→ Exercise brief
Please filter the items below, keeping every line that contains the word "flower".
---- Extracted data
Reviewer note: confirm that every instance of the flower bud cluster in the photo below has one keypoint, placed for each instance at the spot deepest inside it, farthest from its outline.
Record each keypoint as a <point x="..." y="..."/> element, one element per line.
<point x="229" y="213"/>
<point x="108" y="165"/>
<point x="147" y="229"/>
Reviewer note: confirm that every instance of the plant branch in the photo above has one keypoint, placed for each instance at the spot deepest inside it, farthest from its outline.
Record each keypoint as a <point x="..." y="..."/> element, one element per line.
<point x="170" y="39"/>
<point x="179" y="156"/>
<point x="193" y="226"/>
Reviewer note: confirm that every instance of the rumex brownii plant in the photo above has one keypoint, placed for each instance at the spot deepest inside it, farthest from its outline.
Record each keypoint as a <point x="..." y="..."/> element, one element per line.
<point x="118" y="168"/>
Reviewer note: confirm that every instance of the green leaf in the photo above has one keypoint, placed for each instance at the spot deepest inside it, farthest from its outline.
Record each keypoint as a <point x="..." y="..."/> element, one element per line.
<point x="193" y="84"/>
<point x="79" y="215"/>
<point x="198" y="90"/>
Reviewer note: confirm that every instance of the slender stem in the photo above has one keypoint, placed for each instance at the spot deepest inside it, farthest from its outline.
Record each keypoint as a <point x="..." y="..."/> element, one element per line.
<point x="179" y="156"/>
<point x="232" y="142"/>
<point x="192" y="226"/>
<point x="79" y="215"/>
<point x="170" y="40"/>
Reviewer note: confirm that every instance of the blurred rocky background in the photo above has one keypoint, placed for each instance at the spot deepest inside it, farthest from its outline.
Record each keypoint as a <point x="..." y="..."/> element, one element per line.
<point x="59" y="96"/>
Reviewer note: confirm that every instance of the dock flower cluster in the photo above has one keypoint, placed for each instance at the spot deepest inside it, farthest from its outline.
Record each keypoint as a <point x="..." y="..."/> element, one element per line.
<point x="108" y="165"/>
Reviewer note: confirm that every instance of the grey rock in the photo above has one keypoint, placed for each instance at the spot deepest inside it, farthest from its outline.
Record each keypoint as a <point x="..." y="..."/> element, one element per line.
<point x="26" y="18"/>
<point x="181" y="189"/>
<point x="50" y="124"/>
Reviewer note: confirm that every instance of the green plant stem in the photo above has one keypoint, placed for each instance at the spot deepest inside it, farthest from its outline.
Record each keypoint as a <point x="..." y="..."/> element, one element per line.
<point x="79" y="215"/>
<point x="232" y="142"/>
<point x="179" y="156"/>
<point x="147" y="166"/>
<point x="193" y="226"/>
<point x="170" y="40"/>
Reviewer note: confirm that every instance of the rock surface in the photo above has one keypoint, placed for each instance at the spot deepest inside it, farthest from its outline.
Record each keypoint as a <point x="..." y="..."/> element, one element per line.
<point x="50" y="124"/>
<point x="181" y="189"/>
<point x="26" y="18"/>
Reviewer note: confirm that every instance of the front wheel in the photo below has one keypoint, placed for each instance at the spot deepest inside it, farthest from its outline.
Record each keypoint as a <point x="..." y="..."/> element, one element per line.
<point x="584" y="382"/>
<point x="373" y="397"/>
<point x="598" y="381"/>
--------
---- Extracted data
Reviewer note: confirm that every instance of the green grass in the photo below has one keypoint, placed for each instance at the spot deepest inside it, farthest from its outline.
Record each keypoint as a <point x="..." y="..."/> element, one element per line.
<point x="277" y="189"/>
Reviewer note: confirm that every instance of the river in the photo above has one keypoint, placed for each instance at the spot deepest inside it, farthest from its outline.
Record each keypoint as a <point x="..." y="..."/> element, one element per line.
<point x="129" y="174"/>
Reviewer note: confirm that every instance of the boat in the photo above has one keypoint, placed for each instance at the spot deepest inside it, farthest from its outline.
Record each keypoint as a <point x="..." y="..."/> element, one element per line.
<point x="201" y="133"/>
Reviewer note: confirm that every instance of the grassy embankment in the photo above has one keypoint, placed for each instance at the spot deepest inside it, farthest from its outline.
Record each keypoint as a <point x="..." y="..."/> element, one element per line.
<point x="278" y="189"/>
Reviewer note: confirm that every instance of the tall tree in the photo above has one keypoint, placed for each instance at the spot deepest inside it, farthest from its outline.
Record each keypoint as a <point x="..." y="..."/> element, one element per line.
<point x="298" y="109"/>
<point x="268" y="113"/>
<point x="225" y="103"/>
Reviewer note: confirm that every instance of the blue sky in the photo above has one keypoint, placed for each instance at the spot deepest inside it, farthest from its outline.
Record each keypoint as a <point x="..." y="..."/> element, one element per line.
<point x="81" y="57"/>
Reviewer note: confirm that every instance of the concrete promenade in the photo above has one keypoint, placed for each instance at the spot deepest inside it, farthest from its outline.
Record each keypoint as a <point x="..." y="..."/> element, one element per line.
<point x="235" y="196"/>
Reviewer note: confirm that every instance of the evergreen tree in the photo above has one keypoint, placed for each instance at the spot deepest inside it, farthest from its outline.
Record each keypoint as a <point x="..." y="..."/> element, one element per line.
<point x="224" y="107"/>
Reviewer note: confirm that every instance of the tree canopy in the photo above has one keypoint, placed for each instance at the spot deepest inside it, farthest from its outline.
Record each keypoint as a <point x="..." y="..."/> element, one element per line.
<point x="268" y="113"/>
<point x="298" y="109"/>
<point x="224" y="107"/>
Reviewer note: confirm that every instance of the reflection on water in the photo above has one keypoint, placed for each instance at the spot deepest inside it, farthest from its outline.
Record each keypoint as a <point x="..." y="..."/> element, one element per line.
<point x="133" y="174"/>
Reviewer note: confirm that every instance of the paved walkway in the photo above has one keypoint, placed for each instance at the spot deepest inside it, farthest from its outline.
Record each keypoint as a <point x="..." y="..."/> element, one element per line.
--------
→ Output
Reviewer note: confirm that every instance of the flower bud cluster in the photo below has one keypoint, placed for each instance at the spot deepest inside it, farthest from its outline.
Reviewer note: confirm that every instance of the dock flower cluster in the photo above has one keypoint, placed for each instance at the spot deepest inside it, farthest from its outline.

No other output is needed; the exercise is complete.